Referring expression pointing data
·····
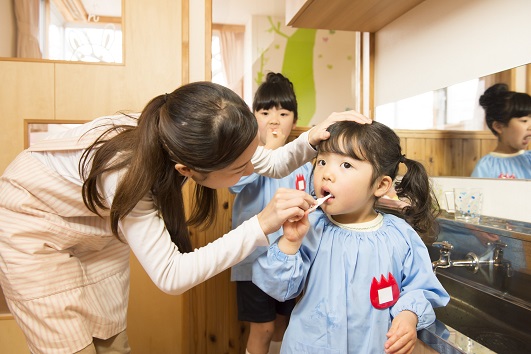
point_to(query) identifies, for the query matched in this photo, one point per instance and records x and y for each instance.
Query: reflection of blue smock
(496, 165)
(335, 268)
(254, 193)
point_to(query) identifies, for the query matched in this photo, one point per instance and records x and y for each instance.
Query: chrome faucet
(445, 260)
(471, 259)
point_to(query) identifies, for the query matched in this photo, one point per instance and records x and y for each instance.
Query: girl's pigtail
(423, 209)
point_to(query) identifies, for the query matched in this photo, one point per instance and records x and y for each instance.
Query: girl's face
(228, 176)
(274, 123)
(515, 136)
(349, 181)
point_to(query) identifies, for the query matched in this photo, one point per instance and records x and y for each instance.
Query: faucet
(471, 260)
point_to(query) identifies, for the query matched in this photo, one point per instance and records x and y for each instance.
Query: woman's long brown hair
(202, 125)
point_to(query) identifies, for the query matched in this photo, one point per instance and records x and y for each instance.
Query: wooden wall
(212, 313)
(442, 152)
(77, 91)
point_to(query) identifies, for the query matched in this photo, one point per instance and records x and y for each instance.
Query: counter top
(446, 340)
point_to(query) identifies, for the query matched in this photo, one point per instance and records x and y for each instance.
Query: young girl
·····
What the task requires
Your copy should match the entries exactly, minus the pictures.

Response for this exercise
point_to(query) identifies, for the query matched in this photo, one point per instance and records x and y for each instance.
Query: reflection of blue smock
(496, 165)
(335, 268)
(254, 193)
point_to(query) identifies, for the query matched in this photo, one point per instance and records x and y for each instance.
Query: chrome faucet
(445, 260)
(471, 259)
point_to(query) identifies, for the query matched in this photo, one point per instance and records x and y for each instance.
Query: girl's pigtail
(423, 209)
point_to(query) identifies, for the query matched in this photo, one point per instance and records x and y for each instance.
Query: girl's face
(228, 176)
(274, 123)
(515, 136)
(349, 181)
point_to(query) identifies, for the query matched in this photo, one point per instance and records x and y for each instance.
Query: faucet
(471, 260)
point_to(query) identifies, for the query matched in this photo, one point per instance and records x and y for each instance.
Query: woman's long brown hair
(202, 125)
point_to(query) identifies, for the query matched in this photo, one point per instance and records x and y for each instance.
Query: wooden wall
(212, 313)
(442, 152)
(77, 91)
point_to(query) identifies, for the query matched in this photo, one point per instance and records x and y for each instance.
Query: counter top
(446, 340)
point_to(query) identifies, for the query matched in this photo, one point per instance and records x and y for each instance.
Query: young girl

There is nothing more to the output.